_Written exercise_
Copy the records below, substituting "viewfinder" for every occurrence of "camera view" and keeping everything else the same.

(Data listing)
━━━━
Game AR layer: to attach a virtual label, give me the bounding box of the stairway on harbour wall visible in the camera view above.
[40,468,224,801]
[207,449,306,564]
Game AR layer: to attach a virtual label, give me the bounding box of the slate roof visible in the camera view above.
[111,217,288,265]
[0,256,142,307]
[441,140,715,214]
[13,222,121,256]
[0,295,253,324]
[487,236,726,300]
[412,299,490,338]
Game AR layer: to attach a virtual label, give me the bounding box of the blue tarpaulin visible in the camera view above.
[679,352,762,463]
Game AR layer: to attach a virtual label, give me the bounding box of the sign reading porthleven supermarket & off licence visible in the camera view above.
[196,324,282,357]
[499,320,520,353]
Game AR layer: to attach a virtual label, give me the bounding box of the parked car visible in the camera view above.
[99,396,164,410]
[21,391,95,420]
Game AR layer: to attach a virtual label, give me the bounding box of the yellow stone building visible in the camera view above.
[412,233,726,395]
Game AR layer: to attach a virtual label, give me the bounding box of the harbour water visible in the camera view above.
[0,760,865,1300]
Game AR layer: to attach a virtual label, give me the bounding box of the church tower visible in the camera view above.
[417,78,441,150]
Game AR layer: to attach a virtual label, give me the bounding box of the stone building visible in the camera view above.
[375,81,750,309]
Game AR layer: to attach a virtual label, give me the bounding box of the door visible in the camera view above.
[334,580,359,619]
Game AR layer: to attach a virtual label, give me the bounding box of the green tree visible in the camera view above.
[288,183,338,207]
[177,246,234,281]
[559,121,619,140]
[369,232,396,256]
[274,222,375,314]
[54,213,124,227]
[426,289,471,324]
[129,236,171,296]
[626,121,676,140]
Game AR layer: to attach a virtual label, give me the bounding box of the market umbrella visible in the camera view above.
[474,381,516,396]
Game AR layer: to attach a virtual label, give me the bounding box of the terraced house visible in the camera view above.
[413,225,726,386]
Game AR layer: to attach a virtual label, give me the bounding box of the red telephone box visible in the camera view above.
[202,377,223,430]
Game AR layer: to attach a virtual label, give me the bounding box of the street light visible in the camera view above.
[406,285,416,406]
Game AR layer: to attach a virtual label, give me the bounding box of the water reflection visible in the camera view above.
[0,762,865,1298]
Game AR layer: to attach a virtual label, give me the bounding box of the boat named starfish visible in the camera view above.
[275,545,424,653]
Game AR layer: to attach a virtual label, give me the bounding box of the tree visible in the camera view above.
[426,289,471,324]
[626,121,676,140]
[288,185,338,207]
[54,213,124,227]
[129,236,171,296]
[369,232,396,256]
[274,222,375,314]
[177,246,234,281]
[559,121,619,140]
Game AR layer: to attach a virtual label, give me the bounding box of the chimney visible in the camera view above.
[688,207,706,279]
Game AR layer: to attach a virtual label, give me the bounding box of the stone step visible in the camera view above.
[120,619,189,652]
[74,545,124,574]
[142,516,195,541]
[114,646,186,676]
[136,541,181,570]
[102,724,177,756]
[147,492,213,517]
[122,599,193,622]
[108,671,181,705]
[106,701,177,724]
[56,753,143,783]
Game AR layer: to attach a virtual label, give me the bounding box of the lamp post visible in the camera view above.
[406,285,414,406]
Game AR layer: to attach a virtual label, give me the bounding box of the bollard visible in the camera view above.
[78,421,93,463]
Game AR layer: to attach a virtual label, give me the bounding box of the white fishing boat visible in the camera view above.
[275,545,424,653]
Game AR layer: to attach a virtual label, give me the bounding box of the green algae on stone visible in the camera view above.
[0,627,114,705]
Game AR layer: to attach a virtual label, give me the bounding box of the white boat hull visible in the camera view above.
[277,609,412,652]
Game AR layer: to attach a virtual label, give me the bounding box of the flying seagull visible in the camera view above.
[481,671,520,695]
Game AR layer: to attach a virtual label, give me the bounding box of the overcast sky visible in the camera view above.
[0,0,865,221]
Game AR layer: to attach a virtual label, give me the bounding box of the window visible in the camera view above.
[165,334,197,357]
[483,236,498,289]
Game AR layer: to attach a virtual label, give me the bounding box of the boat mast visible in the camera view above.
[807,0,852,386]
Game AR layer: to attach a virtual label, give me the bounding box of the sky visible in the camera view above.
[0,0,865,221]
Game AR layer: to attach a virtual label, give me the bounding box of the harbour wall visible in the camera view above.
━━━━
_Written solution_
Game AR layer: to attach a virtual label, give me the bounding box of the stairway on harbour wall visible in the viewfinder above.
[40,468,224,801]
[207,449,306,564]
Game AR layer: to attach a virtual label, give me the bounding box of the slate roof visible in the viewfinder above.
[111,217,288,265]
[0,256,142,307]
[441,140,715,214]
[13,222,121,256]
[0,295,253,324]
[487,236,726,300]
[412,299,490,338]
Game AR layer: to attach a virtual label, give me the bounding box of the blue tarpaulin visible in the viewfinder above.
[679,352,762,463]
Game AR layer: to attach a virtual label, give me the bounding box of the sign reading porthleven supermarket & off licence visible in the viewfinder above.
[196,324,282,357]
[499,320,520,353]
Game AR layer: to attach a virtual label, give me the bounding box of the parked car visible in the viewfinder above.
[99,396,164,410]
[21,391,95,420]
Game AR layer: to attach a virtual label, give me the bounding box of the yellow stone building visible in the viewfinder above.
[412,233,726,395]
Game AR layer: to attach a virtual label, give me the bounding box of the harbour water visible in the viewfinder above.
[0,760,865,1300]
Game AR layer: to attach a virtual label, give me the bounding box of the church tower visible in the viewfinder above.
[417,78,441,150]
Game AR layer: to attach a virtual label, give me the bounding box of the stone building visible in the viewfinder above.
[375,81,750,309]
Game AR layer: to attach a virtual label, give me the bounding box of the door visible in the viewfinder above.
[334,580,359,619]
Game AR layer: to attach a virtual label, give me the bounding box of the green tree visible in the viewfinder above.
[288,183,338,207]
[177,246,234,281]
[559,121,619,140]
[369,232,396,256]
[274,222,375,314]
[54,213,124,227]
[426,289,471,324]
[129,236,171,296]
[626,121,676,140]
Game AR layer: to attach a virtual label, give me the bounding box of the market umbrella visible in the viewfinder above.
[474,381,516,396]
Game AR layer: to attach a virtual label, give me the bounding box of the terraced house visible in the viewfinder above.
[413,225,726,386]
Game AR layer: to attach a virtual label, give me the bounding box of the red telephone box visible in the viewfinder above.
[202,377,223,430]
Game AR layer: to attach a virtual label, give me the bounding box of the street light visible in the viewfinder above.
[406,285,416,406]
Game AR layer: to attach a virtual label, give me the bounding box of the water reflection visible in the viewfinder above.
[0,762,865,1298]
Game AR layer: to attach a virtual label, give me the bounding box of the boat named starfish visible in the viewfinder above.
[275,545,424,653]
Game AR layer: to attach a virtual label, give me the bounding box of the tree visible in the viewfinder above.
[426,289,471,324]
[626,121,676,140]
[288,185,338,207]
[54,213,124,227]
[129,236,171,296]
[369,232,396,256]
[274,222,375,314]
[177,246,234,281]
[559,121,619,140]
Game AR layer: to attach a virtual label, give me the bounding box of the chimney visible in the viewfinder above.
[688,207,706,279]
Game AR layer: to attach a virtual label, give me the bounding box of the stone step visible in the viewfinder above.
[120,619,189,652]
[74,545,124,574]
[142,516,195,541]
[114,646,186,676]
[136,541,181,570]
[102,724,177,756]
[147,492,213,517]
[122,599,193,622]
[108,671,181,705]
[106,701,177,724]
[56,753,143,783]
Game AR layer: to attach a virtual label, give me the bounding box of the lamp post visible in the viewfinder above.
[406,285,414,406]
Game AR layer: to attach a virtual label, give me the bounding box of the bollard visible in the viewfinder above.
[78,421,93,463]
Game AR layer: to attach a virtual label, give me the bounding box of the white fishing boat visible in the viewfinder above.
[275,545,424,653]
Game AR layer: to attach a virtual label, give me the bounding box of the green algae on stone visible in the viewfinder above.
[0,627,114,705]
Game AR layer: to attach a virtual label, give me the bounding box of the white boat hull visible in the viewfinder above.
[277,609,412,652]
Game AR layer: to attach a virtual label, give me the bounding box of the flying seagull visible in the viewfinder above.
[481,671,520,695]
Game AR layer: to attach a virtual label, give me the bounding box of the overcast sky visible in the viewfinder above.
[0,0,865,221]
Game AR layer: to attach a virtual label, give me the bounding box of the window visible in the viewfinder above.
[165,334,197,357]
[483,236,498,289]
Game AR layer: to attach a virtual label, give me the bounding box of the boat mast visible in the viewfinder above.
[807,0,852,386]
Game AR layer: to attach a virtual label, give me the bounding box of the sky visible in the viewfinder above.
[0,0,865,221]
Game AR layer: to attach a virtual label, give me the bounding box of the harbour wall visible in the viewfinder above.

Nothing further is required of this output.